In the records below, find each line with "written" and copy it.

+ + + + + + +

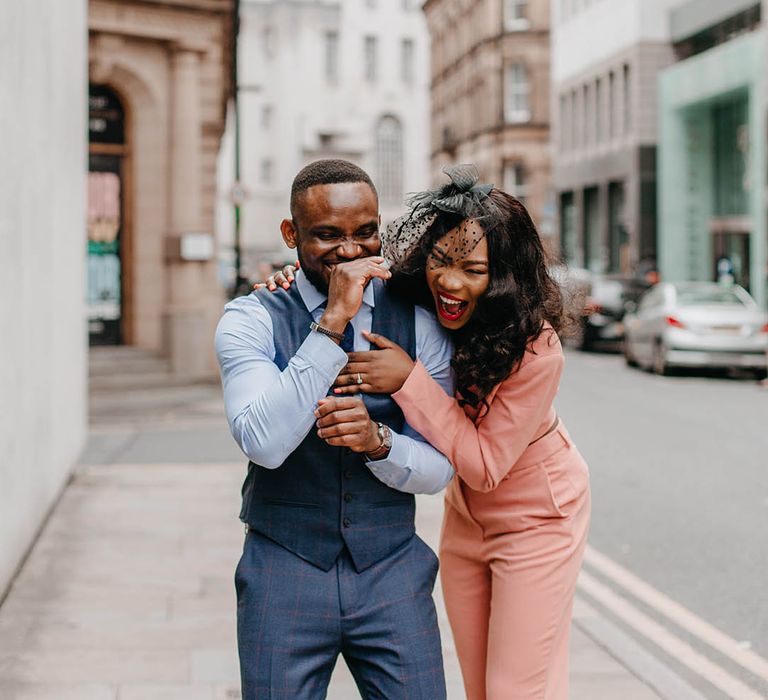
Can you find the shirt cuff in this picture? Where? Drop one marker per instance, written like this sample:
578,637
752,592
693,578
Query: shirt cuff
320,352
391,469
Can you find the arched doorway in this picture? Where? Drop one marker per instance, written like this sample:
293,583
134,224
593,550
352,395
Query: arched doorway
107,187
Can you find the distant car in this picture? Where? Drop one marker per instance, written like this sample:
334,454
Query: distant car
696,324
605,301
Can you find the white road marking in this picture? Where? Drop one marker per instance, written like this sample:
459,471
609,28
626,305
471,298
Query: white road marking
681,616
663,638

+ + + + + + +

- EXPECTED OUTPUT
Can you find the shirt cuff in this picture? Where? Drop one marker per instance, written like this sample:
Can you find the arched doorway in this picture? Where? Drop one marker per instance, written like this sample:
Can you find the distant car in this picture? Where? Drop one marker per instance, written like this sample:
Can you find the white road marking in this picture? Where? Drop one marker per instance, written like this sample:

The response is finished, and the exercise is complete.